Provided passage>
"""

Earlier this year we answered the question can you put garden tables and chairs on gravel but somebody recently contacted the Lazy Susan Customer Service Team after reading that article to ask can garden furniture go on grass?
So, this month we wanted to take a closer look at all things Poaceae:
Poaceae or Gramineae is a large and nearly ubiquitous family of monocotyledonous flowering plants known as grasses. It includes the cereal grasses, bamboos and the grasses of natural grassland and species cultivated in lawns and pasture. The latter are commonly referred to collectively as grass.
The term lawn, referring to a managed grass space, dates back to at least the early 16th century, and according to Wikipedia:
Linked to suburban expansion and the creation of the household aesthetic, the lawn is an important aspect of the interaction between the natural environment and the constructed urban and suburban space.
In much of the UK there are actually bylaws still in place that require homes to have lawns, and that as homeowners we must adhere to the ‘proper’ upkeep of our lawns.
Now, I’ve not heard of these laws being enforced, but for those of us with lawns, the quest to get the perfect green carpet can become somewhat of a preoccupation. Maintenance aside, the garden lawn as we know it today also has somewhat of an interesting story behind it...
Many historians believe that the garden lawn can be traced back as far as early medieval times, with many settlements having an area for communal grazing of livestock that was distinct from the fields that were solely for agriculture.

"""

Tasks to complete>
1. Using the lawn article above, decide whether each statement agrees with it. Answer yes or no, and quote the exact words that settle each one.
(a) The term lawn dates back to at least the early 16th century.
(b) The UK bylaws requiring homes to have lawns are known to be enforced.
(c) The grass family includes bamboos.
2. Answer these questions from the lawn article above.
(a) Which team was contacted with the question about garden furniture on grass?
(b) What other name does the article give for Poaceae?
(c) To what period do many historians trace the garden lawn?

Data lines>
"""

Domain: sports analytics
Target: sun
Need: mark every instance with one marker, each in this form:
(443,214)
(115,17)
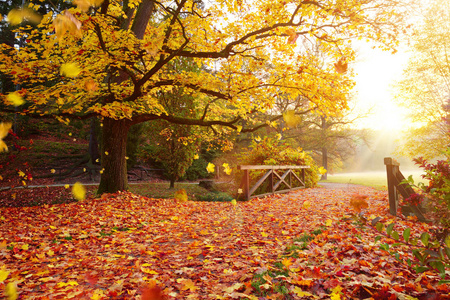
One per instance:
(376,73)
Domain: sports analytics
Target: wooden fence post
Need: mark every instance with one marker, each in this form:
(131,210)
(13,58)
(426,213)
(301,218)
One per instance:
(392,167)
(246,185)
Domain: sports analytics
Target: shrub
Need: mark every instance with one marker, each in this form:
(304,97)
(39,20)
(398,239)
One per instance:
(437,191)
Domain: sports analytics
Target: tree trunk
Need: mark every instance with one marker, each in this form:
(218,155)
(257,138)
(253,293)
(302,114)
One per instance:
(94,153)
(325,162)
(114,150)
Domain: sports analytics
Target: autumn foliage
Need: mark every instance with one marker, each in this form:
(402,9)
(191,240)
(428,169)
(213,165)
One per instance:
(124,246)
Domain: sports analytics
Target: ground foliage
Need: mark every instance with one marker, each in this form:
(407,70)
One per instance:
(125,246)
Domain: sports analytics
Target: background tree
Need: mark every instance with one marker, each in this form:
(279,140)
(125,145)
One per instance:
(425,87)
(110,60)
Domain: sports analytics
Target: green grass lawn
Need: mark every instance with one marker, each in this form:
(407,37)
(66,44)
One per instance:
(376,180)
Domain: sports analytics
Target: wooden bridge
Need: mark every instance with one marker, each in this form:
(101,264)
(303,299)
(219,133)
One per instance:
(279,179)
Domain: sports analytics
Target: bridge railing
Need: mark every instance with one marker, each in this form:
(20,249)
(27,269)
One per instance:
(279,179)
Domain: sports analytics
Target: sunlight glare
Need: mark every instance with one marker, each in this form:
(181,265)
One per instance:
(376,72)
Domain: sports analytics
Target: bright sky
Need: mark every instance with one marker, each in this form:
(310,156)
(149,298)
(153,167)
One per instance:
(376,71)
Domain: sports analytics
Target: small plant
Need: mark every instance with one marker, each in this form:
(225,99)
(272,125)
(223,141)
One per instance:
(435,195)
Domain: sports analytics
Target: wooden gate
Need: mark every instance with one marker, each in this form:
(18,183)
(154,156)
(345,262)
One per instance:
(288,180)
(397,185)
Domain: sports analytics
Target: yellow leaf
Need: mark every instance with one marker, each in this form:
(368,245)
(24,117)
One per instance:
(298,291)
(227,168)
(78,191)
(15,17)
(210,168)
(11,291)
(3,274)
(306,204)
(70,70)
(287,262)
(341,66)
(66,23)
(291,119)
(4,129)
(82,5)
(334,296)
(322,170)
(15,99)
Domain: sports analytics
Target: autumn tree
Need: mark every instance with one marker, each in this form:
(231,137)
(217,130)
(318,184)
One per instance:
(425,87)
(109,59)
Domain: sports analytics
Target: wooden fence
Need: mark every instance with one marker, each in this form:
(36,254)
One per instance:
(289,181)
(396,185)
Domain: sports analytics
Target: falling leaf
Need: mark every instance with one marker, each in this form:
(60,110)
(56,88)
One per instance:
(291,119)
(17,16)
(210,168)
(78,191)
(70,70)
(227,168)
(358,202)
(341,66)
(4,129)
(15,99)
(322,170)
(66,23)
(84,5)
(3,274)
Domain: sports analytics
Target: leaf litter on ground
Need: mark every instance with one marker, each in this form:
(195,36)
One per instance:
(125,246)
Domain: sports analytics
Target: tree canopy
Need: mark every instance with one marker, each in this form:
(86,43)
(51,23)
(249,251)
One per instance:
(110,59)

"""

Solutions to the tasks>
1.
(a) Yes: "dates back to at least the early 16th century"
(b) No: "I’ve not heard of these laws being enforced"
(c) Yes: "It includes the cereal grasses, bamboos"

2.
(a) The Lazy Susan Customer Service Team
(b) Gramineae
(c) Early medieval times